Give again, word for word, only the lines from the one containing "pin: the distant" through the final line.
◆ ◆ ◆ ◆ ◆ ◆ ◆
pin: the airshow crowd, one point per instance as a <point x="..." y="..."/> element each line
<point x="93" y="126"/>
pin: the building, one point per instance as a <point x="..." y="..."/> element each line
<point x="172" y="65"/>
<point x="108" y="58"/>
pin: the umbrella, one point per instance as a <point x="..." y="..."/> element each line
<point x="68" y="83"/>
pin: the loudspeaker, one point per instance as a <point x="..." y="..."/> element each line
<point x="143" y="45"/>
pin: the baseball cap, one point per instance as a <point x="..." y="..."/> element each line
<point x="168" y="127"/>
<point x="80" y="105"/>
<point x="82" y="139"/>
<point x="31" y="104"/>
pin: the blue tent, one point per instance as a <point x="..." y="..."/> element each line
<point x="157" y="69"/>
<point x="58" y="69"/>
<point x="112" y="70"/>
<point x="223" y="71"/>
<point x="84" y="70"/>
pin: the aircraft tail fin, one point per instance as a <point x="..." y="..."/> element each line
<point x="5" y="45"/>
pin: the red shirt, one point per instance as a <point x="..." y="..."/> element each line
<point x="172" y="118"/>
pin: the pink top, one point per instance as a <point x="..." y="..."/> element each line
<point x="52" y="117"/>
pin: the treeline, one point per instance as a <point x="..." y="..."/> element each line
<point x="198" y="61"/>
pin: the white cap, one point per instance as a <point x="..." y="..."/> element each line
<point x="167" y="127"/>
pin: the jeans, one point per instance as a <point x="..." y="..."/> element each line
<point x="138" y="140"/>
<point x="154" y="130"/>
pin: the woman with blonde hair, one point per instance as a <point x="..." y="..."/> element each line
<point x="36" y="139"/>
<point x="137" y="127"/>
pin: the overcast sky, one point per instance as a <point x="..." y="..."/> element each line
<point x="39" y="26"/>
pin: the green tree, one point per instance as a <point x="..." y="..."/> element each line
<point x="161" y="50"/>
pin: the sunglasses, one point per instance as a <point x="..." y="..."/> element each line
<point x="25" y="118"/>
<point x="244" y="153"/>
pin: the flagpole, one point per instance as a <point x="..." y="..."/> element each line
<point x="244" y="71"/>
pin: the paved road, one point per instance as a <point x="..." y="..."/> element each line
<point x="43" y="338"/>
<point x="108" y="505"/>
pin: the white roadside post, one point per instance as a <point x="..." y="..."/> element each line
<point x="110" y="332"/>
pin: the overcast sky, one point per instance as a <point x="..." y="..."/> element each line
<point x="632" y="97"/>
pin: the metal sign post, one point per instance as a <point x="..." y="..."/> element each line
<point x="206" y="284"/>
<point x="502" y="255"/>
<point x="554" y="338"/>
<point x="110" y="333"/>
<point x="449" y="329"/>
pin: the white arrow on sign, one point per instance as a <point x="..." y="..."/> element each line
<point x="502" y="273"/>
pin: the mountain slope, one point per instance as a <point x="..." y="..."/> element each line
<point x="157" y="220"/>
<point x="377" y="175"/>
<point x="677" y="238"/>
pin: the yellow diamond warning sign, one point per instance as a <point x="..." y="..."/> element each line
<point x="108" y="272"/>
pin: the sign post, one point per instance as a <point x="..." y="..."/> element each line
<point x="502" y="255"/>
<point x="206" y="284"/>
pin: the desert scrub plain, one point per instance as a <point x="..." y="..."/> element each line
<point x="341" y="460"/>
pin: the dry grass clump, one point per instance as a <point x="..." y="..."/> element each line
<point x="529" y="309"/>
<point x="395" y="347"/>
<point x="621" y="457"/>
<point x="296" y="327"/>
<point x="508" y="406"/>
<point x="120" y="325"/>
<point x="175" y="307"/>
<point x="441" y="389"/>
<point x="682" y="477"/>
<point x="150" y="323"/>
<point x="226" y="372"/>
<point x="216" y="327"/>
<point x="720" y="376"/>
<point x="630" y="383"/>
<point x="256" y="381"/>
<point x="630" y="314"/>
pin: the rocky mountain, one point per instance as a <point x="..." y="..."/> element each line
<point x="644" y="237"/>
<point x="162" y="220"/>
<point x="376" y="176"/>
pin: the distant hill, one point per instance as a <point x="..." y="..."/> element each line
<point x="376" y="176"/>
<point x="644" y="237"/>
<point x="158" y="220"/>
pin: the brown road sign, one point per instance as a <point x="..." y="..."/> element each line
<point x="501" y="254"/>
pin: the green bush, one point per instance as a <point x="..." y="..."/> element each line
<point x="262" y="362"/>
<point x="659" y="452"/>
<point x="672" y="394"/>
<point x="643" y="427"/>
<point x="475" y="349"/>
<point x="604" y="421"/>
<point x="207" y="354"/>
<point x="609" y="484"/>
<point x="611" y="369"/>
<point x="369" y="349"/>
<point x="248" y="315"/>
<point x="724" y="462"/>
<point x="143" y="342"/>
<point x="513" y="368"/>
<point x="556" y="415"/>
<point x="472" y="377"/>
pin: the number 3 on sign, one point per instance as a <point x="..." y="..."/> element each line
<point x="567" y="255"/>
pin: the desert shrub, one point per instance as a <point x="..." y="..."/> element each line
◆ ◆ ◆ ◆ ◆ ◆ ◆
● Full output:
pin: the distant hill, one point per instance as a <point x="..." y="..."/> element each line
<point x="376" y="176"/>
<point x="644" y="237"/>
<point x="158" y="220"/>
pin: the brown road sign, one point per instance as a <point x="..." y="..."/> element each line
<point x="501" y="254"/>
pin: the green bush, one point per instance as a <point x="..." y="..."/> element each line
<point x="262" y="362"/>
<point x="659" y="452"/>
<point x="672" y="394"/>
<point x="643" y="427"/>
<point x="475" y="349"/>
<point x="604" y="421"/>
<point x="207" y="354"/>
<point x="609" y="484"/>
<point x="611" y="369"/>
<point x="369" y="349"/>
<point x="248" y="315"/>
<point x="724" y="462"/>
<point x="143" y="342"/>
<point x="513" y="368"/>
<point x="556" y="415"/>
<point x="472" y="377"/>
pin: the number 3 on sign, one point per instance as a <point x="..." y="..."/> element each line
<point x="567" y="255"/>
pin: the desert shrub, one point per instance as a <point x="..." y="..."/> element each line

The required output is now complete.